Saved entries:
****************************************

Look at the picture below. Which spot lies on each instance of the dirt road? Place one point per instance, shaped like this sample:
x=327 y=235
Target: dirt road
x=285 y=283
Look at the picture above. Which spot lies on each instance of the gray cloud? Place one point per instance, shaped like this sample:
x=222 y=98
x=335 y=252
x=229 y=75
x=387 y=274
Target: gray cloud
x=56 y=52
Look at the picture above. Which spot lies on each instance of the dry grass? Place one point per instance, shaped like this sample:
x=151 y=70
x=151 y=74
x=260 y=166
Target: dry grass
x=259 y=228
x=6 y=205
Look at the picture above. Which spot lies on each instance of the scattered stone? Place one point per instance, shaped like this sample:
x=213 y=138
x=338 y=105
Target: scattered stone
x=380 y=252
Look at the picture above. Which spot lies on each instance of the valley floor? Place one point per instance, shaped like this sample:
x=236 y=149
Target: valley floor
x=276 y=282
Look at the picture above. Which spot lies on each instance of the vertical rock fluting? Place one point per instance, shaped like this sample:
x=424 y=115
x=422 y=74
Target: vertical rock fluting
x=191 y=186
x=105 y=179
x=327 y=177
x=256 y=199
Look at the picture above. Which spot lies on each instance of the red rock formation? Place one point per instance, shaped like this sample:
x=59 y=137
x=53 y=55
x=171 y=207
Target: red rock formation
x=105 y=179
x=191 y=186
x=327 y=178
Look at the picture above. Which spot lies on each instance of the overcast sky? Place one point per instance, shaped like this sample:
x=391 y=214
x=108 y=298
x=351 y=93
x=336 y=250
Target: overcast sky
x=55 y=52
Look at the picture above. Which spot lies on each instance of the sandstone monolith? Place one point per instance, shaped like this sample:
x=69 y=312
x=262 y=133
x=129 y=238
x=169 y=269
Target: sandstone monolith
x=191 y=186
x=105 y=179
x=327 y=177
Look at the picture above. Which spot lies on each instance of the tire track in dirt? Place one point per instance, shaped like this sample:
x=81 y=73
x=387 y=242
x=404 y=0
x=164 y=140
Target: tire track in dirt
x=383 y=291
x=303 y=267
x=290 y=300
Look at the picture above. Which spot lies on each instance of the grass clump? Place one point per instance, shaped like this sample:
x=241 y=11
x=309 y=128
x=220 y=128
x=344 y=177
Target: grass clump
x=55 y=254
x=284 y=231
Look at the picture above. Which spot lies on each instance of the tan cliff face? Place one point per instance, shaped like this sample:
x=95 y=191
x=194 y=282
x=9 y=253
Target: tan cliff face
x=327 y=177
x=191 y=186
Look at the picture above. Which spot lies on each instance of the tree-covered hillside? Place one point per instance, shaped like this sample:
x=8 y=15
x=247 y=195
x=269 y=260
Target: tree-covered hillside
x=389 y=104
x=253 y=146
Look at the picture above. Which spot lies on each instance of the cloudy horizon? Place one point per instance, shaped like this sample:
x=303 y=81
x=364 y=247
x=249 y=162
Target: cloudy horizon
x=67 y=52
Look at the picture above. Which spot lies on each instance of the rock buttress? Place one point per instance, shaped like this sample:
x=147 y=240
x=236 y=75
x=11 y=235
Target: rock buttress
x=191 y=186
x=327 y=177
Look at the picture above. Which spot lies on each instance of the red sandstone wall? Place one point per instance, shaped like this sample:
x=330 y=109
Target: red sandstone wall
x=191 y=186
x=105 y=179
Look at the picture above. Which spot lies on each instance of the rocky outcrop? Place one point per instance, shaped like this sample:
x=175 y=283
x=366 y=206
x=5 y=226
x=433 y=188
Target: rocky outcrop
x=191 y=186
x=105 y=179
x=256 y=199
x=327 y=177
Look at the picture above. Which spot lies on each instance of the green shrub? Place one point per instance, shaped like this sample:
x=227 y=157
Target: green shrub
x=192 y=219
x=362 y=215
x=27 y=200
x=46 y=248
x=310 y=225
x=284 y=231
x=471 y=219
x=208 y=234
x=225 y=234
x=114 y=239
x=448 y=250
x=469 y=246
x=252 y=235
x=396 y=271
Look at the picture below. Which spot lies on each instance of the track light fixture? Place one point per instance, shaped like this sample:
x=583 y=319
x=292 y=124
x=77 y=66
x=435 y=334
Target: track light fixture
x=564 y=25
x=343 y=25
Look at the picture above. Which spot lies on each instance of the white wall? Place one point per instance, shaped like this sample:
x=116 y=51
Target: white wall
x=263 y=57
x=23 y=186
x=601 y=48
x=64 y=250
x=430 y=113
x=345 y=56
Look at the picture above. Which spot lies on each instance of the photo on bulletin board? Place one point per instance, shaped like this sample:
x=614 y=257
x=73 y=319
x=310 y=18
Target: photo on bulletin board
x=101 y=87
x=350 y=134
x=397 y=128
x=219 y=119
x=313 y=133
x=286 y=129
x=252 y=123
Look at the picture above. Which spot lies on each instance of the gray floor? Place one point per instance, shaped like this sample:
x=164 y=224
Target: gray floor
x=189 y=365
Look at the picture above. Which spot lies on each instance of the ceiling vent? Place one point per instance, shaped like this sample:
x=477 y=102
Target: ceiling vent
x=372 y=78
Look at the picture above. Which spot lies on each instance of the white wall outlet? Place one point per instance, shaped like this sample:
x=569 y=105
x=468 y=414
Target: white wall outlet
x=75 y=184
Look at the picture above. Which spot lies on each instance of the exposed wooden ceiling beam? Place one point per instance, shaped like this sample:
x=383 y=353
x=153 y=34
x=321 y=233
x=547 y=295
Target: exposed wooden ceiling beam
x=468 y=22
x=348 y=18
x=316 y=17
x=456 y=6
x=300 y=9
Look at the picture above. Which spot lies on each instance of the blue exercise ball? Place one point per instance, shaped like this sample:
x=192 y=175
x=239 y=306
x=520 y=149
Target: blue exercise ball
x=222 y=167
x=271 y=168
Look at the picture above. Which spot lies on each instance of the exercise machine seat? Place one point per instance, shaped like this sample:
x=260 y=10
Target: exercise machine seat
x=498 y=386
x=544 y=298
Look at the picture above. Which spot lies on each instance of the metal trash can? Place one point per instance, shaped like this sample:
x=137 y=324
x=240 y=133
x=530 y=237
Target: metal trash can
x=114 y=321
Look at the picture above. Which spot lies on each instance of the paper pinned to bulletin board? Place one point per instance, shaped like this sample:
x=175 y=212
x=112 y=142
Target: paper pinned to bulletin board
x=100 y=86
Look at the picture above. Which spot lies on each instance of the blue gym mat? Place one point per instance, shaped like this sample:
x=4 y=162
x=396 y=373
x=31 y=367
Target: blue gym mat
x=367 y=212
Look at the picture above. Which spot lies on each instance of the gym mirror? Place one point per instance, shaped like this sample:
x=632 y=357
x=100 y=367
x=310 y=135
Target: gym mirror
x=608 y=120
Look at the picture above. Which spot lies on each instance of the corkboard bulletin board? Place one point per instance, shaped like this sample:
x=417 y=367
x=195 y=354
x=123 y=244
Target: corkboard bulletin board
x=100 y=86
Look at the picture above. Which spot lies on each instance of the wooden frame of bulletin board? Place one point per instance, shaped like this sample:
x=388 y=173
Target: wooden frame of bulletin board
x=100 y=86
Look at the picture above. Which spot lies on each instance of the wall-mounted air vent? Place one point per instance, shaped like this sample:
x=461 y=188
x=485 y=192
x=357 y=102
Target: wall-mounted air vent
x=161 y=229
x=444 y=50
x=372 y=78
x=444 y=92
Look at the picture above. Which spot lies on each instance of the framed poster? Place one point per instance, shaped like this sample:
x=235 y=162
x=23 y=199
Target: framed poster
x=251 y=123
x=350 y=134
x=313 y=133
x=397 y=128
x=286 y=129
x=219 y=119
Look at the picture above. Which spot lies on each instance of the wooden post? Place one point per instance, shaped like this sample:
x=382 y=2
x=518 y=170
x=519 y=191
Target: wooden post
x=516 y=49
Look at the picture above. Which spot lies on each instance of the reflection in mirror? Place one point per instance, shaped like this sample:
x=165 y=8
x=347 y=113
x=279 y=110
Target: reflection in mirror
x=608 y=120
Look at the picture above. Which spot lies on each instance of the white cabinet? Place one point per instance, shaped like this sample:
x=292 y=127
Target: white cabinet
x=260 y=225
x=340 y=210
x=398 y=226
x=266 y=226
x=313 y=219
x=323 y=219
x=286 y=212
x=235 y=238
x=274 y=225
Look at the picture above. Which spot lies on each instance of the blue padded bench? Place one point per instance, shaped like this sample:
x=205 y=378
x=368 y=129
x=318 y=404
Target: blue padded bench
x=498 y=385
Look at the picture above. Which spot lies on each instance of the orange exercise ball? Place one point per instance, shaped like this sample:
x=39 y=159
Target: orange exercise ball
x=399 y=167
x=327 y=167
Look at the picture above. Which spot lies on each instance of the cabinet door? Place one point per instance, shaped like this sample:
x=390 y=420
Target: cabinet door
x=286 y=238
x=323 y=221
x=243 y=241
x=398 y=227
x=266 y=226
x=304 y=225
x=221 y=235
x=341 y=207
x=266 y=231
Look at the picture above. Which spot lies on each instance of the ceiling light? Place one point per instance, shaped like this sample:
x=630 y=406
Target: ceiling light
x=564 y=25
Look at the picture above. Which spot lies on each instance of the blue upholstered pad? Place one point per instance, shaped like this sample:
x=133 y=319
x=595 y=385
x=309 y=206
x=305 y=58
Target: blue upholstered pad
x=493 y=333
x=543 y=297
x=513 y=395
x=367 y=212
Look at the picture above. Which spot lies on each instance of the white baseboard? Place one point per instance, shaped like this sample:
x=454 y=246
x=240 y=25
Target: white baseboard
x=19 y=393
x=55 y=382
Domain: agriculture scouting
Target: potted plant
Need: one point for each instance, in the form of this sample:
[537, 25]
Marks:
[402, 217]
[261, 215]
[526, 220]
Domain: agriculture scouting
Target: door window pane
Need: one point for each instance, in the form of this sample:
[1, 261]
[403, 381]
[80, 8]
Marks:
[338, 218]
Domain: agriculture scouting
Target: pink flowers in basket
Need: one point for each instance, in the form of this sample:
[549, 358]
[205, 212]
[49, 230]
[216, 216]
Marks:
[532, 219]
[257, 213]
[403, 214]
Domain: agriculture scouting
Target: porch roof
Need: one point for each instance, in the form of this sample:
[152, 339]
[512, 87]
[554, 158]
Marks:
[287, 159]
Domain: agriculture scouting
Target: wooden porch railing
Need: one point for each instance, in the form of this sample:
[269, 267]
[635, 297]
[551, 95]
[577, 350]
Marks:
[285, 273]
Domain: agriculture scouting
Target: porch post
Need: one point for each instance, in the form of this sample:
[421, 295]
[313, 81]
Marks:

****************************************

Task requirements >> Check every line of the records, and copy the ones that hold the word "porch".

Written response >>
Target: porch roof
Target: wooden porch railing
Target: porch post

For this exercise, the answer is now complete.